## What you are asked to do
Count the lines in the data below that contain the string "blue". Reply with the number alone.

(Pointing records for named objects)
▬▬▬▬▬▬▬▬▬▬

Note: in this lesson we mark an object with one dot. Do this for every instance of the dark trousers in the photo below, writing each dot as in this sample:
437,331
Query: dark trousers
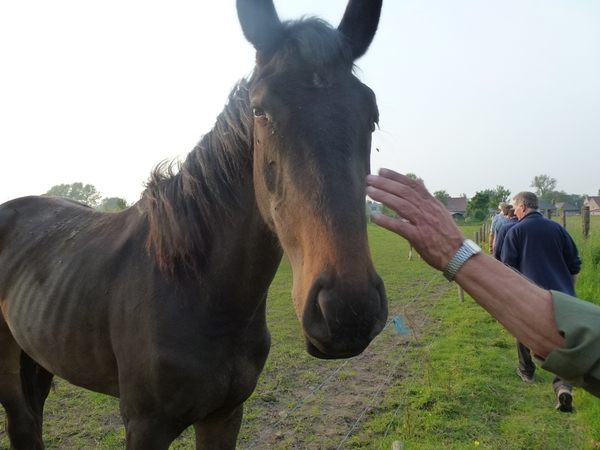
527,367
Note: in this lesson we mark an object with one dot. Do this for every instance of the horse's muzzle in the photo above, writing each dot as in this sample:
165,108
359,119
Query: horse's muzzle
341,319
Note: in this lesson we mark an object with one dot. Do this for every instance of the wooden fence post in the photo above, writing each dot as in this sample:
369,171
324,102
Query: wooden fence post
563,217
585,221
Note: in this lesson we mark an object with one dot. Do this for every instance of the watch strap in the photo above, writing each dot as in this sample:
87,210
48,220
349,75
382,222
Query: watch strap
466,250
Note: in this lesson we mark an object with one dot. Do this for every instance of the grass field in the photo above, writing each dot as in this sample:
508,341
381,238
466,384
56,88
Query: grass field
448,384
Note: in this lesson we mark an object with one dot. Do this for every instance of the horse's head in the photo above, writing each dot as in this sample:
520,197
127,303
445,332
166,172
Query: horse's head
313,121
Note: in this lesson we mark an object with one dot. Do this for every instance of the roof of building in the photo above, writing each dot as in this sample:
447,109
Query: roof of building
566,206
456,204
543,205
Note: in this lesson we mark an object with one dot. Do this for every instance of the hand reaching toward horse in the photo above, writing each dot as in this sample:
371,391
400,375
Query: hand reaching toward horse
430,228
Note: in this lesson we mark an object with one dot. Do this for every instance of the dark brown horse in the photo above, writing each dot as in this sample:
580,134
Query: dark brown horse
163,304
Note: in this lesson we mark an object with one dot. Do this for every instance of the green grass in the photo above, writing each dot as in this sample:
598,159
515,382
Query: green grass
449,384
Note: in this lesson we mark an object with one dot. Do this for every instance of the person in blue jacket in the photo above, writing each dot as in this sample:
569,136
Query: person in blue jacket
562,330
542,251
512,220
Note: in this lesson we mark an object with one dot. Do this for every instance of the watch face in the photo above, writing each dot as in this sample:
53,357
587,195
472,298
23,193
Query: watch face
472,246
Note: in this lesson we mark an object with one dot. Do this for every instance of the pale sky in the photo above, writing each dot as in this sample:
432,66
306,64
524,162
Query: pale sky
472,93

▬▬▬▬▬▬▬▬▬▬

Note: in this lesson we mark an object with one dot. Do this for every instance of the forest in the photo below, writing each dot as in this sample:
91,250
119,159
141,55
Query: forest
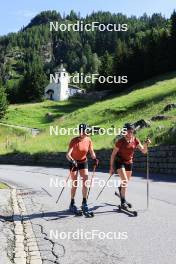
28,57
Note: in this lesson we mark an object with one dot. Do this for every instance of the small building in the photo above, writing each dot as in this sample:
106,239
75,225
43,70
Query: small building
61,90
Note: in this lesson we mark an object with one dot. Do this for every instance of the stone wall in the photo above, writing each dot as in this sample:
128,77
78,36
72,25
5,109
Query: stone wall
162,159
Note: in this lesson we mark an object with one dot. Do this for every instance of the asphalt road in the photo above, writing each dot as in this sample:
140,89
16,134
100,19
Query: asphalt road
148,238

▬▬▬▬▬▬▬▬▬▬

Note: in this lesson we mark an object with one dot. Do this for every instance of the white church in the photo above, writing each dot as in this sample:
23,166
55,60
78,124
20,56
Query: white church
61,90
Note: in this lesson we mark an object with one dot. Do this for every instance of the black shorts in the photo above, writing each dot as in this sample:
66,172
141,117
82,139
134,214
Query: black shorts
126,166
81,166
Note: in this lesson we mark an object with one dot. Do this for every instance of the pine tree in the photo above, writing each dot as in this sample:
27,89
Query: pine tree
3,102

▬▬▬▬▬▬▬▬▬▬

## Answer to the problem
2